阅读片段:
北大在《AutoInt: Automatic Feature Interaction Learning via Self-Attentive Neural Networks》提出了AutoInt，我们来看下。

摘要

CTR预估的目标是，预测一个用户在一个ad或item上的概率，它对于许多在线应用（比如在线广告和推荐系统）很关键。但存在许多挑战，因为：

1) input features（例如：user id、user age、item id、item category）通常是稀疏高维的
2) 有效的预测通常依赖于高阶组合特征（cross features），由domain experts手工处理非常耗时，很难穷举。因此，对于稀疏高维原始特征，以及它们的特征组合，发现它们的低维表示需要一些工作。

数据记录:
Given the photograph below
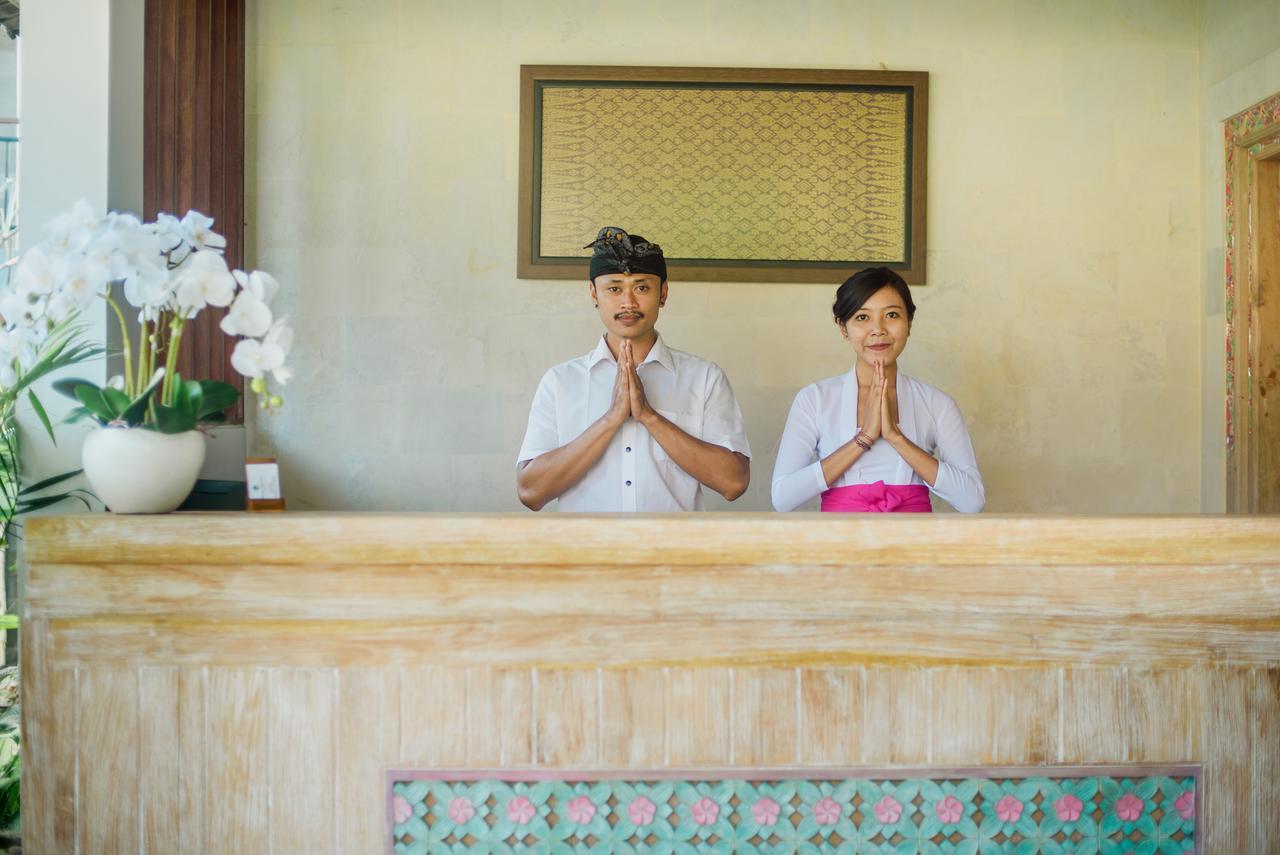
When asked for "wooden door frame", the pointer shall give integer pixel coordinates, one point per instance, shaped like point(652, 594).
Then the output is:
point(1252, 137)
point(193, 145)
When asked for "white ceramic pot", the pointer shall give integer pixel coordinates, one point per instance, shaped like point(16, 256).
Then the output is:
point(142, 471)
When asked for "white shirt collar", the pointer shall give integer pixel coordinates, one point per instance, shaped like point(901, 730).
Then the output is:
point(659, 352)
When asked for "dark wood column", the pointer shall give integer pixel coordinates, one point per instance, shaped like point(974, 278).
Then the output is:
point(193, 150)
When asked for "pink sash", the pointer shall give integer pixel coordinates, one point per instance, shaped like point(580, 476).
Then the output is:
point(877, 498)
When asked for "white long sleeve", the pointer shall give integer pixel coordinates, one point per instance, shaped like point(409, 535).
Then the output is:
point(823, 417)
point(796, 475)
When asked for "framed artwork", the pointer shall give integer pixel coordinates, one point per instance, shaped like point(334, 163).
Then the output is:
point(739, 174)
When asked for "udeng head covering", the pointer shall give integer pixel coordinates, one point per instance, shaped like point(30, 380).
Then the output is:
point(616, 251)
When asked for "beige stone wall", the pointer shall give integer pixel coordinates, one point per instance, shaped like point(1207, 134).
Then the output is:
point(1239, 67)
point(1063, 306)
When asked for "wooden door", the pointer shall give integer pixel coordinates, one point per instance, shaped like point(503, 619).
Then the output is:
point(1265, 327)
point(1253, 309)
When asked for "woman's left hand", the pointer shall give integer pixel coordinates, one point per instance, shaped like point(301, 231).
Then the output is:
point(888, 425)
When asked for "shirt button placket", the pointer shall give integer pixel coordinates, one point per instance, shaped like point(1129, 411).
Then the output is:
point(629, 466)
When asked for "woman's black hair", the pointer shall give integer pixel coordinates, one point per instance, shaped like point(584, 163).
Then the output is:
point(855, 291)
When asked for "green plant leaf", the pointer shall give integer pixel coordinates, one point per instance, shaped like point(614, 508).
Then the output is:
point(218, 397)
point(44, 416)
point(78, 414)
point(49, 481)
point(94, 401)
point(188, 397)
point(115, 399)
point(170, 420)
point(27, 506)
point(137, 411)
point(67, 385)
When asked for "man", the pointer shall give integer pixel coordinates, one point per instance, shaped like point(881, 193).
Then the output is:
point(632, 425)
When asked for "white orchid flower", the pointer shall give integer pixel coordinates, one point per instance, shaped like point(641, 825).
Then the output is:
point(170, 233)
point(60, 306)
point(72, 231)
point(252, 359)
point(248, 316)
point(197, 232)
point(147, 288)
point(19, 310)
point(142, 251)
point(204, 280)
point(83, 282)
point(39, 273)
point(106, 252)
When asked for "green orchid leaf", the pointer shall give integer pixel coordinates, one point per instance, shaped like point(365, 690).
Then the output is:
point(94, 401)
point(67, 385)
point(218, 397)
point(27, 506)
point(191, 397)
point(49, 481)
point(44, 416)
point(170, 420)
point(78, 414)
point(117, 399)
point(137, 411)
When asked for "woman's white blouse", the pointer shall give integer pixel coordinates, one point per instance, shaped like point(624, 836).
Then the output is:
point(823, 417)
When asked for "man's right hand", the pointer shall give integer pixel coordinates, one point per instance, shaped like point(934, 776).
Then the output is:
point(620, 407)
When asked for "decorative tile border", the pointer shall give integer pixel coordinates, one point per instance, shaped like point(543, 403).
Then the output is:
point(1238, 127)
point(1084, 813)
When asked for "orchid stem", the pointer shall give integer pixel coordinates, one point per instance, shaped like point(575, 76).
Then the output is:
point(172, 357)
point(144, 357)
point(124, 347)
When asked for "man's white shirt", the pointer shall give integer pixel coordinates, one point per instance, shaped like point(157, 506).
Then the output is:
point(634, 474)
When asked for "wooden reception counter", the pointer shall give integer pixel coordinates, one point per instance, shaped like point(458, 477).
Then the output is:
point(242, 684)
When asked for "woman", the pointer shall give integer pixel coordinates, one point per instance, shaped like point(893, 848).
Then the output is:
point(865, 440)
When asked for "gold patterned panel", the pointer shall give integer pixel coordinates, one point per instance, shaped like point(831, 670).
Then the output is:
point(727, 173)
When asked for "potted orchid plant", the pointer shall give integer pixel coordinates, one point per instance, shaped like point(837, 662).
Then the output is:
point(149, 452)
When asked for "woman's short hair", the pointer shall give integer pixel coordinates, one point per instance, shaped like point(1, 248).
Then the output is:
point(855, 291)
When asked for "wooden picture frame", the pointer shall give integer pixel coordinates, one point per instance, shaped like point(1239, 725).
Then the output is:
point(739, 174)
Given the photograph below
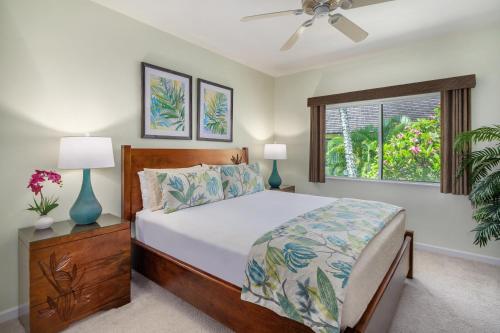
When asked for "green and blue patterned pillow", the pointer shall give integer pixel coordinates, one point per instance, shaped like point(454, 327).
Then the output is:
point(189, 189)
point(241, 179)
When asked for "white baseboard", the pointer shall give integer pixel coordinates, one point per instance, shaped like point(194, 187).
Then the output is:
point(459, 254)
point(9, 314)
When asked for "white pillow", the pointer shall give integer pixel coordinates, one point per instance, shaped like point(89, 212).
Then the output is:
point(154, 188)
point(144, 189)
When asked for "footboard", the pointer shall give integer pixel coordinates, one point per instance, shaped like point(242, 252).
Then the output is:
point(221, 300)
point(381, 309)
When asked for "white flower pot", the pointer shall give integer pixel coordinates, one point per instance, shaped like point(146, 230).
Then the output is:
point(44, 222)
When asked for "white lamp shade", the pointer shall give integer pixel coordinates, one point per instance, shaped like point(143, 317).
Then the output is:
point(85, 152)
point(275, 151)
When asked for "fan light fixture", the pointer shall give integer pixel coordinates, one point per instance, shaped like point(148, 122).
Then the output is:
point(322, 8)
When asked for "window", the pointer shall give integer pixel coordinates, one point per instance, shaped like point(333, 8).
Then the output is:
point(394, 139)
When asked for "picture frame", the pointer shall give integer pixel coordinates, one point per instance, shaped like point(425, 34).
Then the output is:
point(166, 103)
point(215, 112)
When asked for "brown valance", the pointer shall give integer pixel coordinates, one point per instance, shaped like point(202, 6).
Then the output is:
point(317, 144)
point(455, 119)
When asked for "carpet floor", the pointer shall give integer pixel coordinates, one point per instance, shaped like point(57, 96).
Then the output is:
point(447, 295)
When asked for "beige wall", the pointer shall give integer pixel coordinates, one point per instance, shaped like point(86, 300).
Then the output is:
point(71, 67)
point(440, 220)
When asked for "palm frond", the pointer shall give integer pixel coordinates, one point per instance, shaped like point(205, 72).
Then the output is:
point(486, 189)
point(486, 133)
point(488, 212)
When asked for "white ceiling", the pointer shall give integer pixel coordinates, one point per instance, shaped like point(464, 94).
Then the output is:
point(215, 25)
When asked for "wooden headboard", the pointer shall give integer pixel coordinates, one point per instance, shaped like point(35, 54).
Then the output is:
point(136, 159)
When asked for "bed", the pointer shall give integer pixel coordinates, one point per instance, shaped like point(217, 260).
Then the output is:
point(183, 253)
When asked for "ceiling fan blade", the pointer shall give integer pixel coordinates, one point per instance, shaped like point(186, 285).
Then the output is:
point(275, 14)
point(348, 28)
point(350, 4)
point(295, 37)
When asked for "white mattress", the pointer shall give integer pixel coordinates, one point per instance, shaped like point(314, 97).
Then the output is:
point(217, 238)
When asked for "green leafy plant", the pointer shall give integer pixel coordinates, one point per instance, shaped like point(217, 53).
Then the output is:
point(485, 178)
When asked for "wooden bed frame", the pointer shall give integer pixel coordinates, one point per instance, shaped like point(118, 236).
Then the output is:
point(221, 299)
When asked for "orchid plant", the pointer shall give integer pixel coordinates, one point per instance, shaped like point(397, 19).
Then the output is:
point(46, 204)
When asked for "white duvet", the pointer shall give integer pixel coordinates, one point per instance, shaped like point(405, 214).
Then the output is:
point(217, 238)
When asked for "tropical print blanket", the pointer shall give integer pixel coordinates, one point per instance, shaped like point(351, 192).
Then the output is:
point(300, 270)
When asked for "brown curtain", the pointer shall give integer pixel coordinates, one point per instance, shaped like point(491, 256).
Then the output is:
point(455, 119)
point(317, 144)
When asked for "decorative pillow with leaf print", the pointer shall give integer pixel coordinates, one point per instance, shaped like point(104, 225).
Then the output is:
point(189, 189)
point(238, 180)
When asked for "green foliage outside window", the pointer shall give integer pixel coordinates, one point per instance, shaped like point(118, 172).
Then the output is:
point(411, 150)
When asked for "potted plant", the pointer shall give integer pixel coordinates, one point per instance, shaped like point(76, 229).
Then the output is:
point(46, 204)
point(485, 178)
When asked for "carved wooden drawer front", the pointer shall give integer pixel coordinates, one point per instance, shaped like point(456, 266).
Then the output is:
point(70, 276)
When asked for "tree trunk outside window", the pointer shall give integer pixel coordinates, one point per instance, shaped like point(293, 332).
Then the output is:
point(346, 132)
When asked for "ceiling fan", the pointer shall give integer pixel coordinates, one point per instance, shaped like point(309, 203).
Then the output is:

...

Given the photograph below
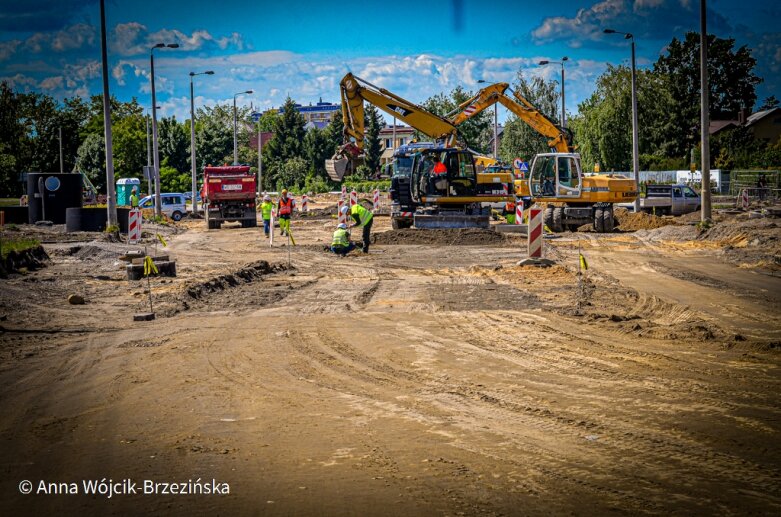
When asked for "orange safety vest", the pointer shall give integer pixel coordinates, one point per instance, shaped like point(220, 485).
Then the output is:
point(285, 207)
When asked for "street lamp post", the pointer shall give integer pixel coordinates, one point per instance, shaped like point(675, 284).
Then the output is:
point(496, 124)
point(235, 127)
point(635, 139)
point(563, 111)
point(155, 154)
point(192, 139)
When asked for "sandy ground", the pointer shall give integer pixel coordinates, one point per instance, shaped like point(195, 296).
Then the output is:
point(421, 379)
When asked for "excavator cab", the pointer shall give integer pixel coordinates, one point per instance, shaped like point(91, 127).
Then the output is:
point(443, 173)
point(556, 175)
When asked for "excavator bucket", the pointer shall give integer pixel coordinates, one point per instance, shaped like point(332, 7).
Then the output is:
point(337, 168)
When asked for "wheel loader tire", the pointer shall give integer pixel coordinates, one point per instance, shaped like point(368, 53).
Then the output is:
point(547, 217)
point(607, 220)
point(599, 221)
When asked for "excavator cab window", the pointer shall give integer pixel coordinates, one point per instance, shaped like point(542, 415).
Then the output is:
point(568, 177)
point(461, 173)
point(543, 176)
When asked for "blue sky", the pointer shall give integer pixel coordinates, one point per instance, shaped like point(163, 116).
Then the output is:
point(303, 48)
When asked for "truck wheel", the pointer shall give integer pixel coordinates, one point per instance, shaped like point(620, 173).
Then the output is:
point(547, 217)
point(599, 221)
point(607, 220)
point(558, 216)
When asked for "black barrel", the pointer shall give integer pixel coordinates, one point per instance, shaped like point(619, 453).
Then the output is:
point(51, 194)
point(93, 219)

任务要求 1: 把阅读片段中以"2) 有效的预测通常依赖于"开头的那段改写得更简短，主要事实要保留。
任务要求 2: 按阅读片段的说法，AutoInt 是在哪篇论文里提出的？

参考回答 1: 有效预测常依赖高阶组合特征（cross features）。靠领域专家手工处理，既费时又难以穷举。所以要为稀疏高维的原始特征及其组合找到低维表示。

参考回答 2: 《AutoInt: Automatic Feature Interaction Learning via Self-Attentive Neural Networks》。